◆ Instructions to follow
Take the records underneath and set them down exactly.

***** Supplied data *****

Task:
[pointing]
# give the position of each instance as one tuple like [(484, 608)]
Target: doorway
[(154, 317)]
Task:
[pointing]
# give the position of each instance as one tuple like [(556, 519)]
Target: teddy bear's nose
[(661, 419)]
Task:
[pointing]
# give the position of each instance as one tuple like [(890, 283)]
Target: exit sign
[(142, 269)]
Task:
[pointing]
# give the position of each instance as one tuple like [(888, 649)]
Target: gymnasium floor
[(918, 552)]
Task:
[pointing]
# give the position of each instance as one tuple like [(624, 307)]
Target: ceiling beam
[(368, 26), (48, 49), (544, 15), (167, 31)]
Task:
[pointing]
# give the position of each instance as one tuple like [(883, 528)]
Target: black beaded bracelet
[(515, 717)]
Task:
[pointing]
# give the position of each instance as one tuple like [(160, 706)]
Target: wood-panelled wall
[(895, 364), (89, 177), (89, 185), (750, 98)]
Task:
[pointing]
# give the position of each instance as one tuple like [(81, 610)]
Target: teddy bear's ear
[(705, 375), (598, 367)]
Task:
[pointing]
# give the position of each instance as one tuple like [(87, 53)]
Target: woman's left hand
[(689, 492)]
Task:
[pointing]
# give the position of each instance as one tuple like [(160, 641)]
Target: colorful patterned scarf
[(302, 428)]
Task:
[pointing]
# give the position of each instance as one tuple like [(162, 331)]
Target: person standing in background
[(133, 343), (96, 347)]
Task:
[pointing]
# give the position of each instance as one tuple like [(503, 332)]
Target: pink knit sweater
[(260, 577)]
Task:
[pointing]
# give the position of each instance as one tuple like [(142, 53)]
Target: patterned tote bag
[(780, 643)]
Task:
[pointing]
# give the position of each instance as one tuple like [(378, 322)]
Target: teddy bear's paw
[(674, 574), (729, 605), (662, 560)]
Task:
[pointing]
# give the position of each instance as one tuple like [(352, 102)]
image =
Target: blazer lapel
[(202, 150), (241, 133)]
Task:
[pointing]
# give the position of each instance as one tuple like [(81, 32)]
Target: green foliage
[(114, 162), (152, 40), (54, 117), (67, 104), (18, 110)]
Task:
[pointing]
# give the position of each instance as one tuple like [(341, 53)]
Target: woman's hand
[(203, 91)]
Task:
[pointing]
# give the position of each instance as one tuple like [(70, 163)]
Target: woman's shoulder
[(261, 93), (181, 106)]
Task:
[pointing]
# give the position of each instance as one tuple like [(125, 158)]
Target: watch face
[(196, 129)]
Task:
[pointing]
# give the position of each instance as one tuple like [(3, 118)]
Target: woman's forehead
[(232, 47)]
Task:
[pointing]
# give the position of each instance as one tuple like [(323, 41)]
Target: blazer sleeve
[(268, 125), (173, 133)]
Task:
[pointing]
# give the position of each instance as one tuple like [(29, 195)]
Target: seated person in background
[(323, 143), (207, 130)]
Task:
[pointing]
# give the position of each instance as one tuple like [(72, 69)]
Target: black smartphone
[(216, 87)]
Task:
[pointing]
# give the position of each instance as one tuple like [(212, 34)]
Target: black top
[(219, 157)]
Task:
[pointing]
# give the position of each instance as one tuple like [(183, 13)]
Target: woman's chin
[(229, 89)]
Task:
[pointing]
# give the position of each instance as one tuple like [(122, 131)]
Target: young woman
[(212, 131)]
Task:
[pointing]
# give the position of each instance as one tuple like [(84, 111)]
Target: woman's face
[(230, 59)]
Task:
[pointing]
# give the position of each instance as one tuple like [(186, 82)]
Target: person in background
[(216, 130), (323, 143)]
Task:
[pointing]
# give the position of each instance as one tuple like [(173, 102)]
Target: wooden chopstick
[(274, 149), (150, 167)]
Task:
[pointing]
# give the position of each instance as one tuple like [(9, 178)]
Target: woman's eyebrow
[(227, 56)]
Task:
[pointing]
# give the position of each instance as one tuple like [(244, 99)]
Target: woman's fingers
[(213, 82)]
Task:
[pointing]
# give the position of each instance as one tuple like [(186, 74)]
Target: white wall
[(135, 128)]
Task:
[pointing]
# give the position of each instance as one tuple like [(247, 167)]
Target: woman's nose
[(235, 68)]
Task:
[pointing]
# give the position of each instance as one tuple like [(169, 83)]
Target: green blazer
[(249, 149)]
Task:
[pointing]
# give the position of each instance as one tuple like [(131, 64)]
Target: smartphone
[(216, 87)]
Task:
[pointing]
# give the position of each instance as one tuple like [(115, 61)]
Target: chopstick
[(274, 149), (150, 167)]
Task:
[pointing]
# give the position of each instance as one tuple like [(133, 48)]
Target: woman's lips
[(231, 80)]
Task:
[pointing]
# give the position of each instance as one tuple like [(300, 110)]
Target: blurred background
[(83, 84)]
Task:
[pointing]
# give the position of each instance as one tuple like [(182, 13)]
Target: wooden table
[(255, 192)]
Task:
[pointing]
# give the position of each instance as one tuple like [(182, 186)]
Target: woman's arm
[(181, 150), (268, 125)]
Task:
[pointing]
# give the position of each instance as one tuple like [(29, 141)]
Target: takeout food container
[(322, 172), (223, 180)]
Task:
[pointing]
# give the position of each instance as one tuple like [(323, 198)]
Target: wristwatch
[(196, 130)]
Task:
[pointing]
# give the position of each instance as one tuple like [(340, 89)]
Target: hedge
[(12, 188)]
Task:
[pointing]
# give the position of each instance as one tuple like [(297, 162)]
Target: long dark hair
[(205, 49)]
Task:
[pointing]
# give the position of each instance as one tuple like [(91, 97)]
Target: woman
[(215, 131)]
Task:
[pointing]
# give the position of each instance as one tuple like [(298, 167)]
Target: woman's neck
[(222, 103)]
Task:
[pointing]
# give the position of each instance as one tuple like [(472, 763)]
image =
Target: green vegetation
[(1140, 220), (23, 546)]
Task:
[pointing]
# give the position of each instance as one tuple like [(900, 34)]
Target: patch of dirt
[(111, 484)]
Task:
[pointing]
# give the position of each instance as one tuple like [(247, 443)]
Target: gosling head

*****

◆ Answer section
Task:
[pointing]
# give the position of each instance as one tuple like [(484, 608)]
Target: doorway
[(154, 317)]
Task:
[pointing]
# give the position of each instance as one tuple like [(556, 519)]
Target: teddy bear's nose
[(661, 419)]
Task:
[pointing]
# give the position of each instance as one tuple like [(890, 283)]
Target: exit sign
[(142, 269)]
Task:
[pointing]
# give the position of each instance as one tuple like [(888, 649)]
Target: gymnasium floor
[(918, 552)]
Task:
[pointing]
# give the position of each instance as one tuple like [(624, 307)]
Target: ceiling beam
[(368, 26), (48, 49), (544, 15), (167, 31)]
Task:
[pointing]
# give the position of each instance as one tuple like [(883, 528)]
Target: black beaded bracelet
[(515, 717)]
Task:
[pointing]
# give the position of each instance as one tuple like [(160, 706)]
Target: wood-panelled wall
[(895, 364), (89, 177), (89, 185), (750, 98)]
Task:
[pointing]
# give the position of each instance as one tuple like [(81, 610)]
Target: teddy bear's ear
[(705, 375), (598, 367)]
Task:
[pointing]
# give the position of each instance as one tuple like [(87, 53)]
Target: woman's left hand
[(689, 492)]
Task:
[pointing]
# give the position of each instance as one tuple like [(160, 641)]
Target: colorful patterned scarf
[(302, 428)]
Task:
[pointing]
# give the position of each instance as one tuple like [(162, 331)]
Target: person standing in background
[(133, 343), (96, 347)]
Task:
[pointing]
# give the position of each instance as one tuple like [(503, 332)]
Target: pink knit sweater
[(260, 577)]
Task:
[pointing]
# give the position of each instance as one tuple like [(142, 53)]
Target: patterned tote bag
[(780, 643)]
Task:
[pointing]
# give the position of each instance as one tuple like [(378, 322)]
Target: teddy bear's paw
[(674, 574), (729, 605), (662, 560)]
Task:
[pointing]
# give the position of each instance as one tuple like [(352, 102)]
image =
Target: blazer lapel
[(202, 150), (241, 133)]
Task:
[pointing]
# give the position of each instance as one tuple like [(81, 32)]
Target: green foliage
[(114, 162), (152, 40), (54, 117), (67, 104), (18, 110)]
Task:
[pointing]
# give the position of each instance as one tuple like [(341, 53)]
Target: woman's hand
[(203, 91)]
Task:
[pointing]
# give the position of each instance as one tuple like [(70, 163)]
Target: woman's shoulder
[(261, 93), (181, 106)]
Task:
[pointing]
# give the position of each instance as one tuple like [(125, 158)]
Target: watch face
[(196, 129)]
Task:
[pointing]
# give the position of each instance as one tuple like [(3, 118)]
Target: woman's forehead
[(232, 47)]
Task:
[pointing]
# give the position of each instance as one tuple like [(323, 41)]
Target: blazer sleeve
[(268, 125), (173, 133)]
Task:
[pointing]
# give the position of each instance as one tuple like [(29, 195)]
Target: seated person in background
[(323, 143), (207, 130)]
Task:
[pointing]
# give the position of each instance as one tuple like [(72, 69)]
Target: black smartphone
[(216, 87)]
Task:
[pointing]
# give the position of each instance as one tuple like [(212, 34)]
Target: black top
[(219, 157)]
Task:
[pointing]
# give the position of each instance as one tuple like [(183, 13)]
Target: woman's chin
[(229, 89)]
Task:
[pointing]
# give the position of each instance as one tuple like [(122, 131)]
Target: young woman
[(212, 131)]
Task:
[pointing]
# give the position of each instance as one tuple like [(84, 111)]
Target: woman's face
[(230, 59)]
Task:
[pointing]
# give the position of each instance as one tuple like [(186, 82)]
Target: person in background
[(216, 130), (323, 143)]
Task:
[pointing]
# give the position of each instance as one tuple like [(173, 102)]
Target: wooden chopstick
[(274, 149), (150, 167)]
Task:
[pointing]
# give the position of each instance as one tuple like [(9, 178)]
Target: woman's eyebrow
[(227, 56)]
Task:
[pointing]
# give the position of each instance as one tuple like [(244, 99)]
Target: woman's fingers
[(213, 82)]
Task:
[pointing]
# give the position of each instance as one tuple like [(186, 74)]
Target: white wall
[(135, 128)]
Task:
[pointing]
# give the position of each instance as one tuple like [(247, 167)]
Target: woman's nose
[(235, 68)]
Task:
[pointing]
# give the position of each instance as one tuple like [(169, 83)]
Target: green blazer
[(249, 149)]
Task:
[pointing]
# give the position of each instance as one tuple like [(131, 64)]
Target: smartphone
[(216, 87)]
Task:
[pointing]
# give the position of each instance as one tuple like [(115, 61)]
Target: chopstick
[(274, 149), (150, 167)]
Task:
[pointing]
# give the position of each instance as one tuple like [(133, 48)]
Target: woman's lips
[(231, 80)]
Task:
[pointing]
# give the position of each instance as one tuple like [(300, 110)]
Target: blurred background
[(83, 84)]
Task:
[pointing]
# give the position of each instance as one tuple like [(182, 13)]
Target: wooden table
[(255, 192)]
Task:
[pointing]
# give the position of each instance as one tuple like [(182, 186)]
Target: woman's arm
[(181, 150), (268, 125)]
Task:
[pointing]
# give the position of each instance as one tuple like [(29, 141)]
Target: takeout food container
[(322, 172), (223, 180)]
Task:
[pointing]
# give the position of each instance as one tuple like [(323, 198)]
Target: wristwatch
[(196, 130)]
Task:
[pointing]
# give the position of each instance as one tuple like [(340, 89)]
Target: hedge
[(12, 188)]
Task:
[pointing]
# give the position of each instance as one tuple like [(297, 162)]
Target: long dark hair
[(205, 49)]
Task:
[pointing]
# give the position of each instance as one tuple like [(91, 97)]
Target: woman
[(215, 131)]
Task:
[pointing]
# give the position of each instance as one tuple like [(298, 167)]
Target: woman's neck
[(222, 103)]
Task:
[pointing]
# give the position of each instance as one tuple like [(472, 763)]
image =
Target: green vegetation
[(1140, 220), (23, 546)]
Task:
[pointing]
# give the position of each instance as one tuple like [(900, 34)]
Target: patch of dirt
[(111, 484)]
Task:
[pointing]
# give the position of each instance as one tuple like [(247, 443)]
Target: gosling head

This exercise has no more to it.